WORK TASK: Restate word for word the lines of the material below, from the line with "target | wet sand" to the line with "task | place a point on the sand, one", both lines included, and no others.

RECORDS TO USE:

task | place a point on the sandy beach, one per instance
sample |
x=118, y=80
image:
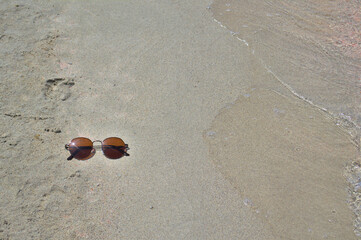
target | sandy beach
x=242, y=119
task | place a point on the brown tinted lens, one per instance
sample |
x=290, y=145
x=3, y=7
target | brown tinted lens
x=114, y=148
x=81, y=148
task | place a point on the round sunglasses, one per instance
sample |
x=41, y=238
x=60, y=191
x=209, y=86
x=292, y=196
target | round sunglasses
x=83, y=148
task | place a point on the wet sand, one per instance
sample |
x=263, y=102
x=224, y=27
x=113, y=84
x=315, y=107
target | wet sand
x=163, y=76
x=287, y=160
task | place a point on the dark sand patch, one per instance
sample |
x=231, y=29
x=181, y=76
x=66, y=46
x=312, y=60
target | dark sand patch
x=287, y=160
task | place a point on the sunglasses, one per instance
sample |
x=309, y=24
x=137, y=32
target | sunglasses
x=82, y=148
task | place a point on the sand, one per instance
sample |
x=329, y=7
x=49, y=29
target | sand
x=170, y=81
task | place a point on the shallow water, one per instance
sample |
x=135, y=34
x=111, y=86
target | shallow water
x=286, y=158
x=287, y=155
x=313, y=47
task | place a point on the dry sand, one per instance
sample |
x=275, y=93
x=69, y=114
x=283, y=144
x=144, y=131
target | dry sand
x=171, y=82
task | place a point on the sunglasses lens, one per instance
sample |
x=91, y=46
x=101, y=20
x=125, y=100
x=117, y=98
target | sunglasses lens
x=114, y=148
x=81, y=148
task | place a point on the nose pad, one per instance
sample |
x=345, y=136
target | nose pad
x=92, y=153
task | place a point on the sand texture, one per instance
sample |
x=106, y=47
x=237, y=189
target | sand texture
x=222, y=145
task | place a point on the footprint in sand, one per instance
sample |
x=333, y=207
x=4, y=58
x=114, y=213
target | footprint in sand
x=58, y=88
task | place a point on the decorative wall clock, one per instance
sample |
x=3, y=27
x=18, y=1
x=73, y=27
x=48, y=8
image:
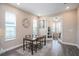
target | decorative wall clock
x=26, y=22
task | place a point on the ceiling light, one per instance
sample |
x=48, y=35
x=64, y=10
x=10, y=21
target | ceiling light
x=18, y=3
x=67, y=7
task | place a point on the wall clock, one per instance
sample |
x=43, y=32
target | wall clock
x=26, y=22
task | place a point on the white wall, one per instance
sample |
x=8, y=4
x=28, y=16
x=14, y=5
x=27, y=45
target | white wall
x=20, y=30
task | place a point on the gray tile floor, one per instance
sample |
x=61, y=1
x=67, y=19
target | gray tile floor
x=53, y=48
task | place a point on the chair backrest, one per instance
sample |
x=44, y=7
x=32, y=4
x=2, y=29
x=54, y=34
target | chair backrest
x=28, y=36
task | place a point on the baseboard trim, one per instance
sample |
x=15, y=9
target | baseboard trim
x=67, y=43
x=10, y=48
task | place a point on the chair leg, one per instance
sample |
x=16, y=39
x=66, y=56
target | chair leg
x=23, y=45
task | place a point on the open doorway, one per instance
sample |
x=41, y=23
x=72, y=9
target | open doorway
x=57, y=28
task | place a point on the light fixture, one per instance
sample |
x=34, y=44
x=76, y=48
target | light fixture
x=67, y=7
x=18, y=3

--

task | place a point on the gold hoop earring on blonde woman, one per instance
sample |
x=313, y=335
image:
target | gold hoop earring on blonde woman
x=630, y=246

WRITTEN REPLY:
target | wet sand
x=163, y=76
x=287, y=160
task | place a point on the dark sand patch, one per instance
sample |
x=231, y=29
x=181, y=76
x=66, y=46
x=312, y=60
target | dark sand patch
x=287, y=160
task | place a point on the sunglasses, one per instance
sample |
x=309, y=24
x=137, y=32
target | sunglasses
x=82, y=148
task | place a point on the sand, one per instance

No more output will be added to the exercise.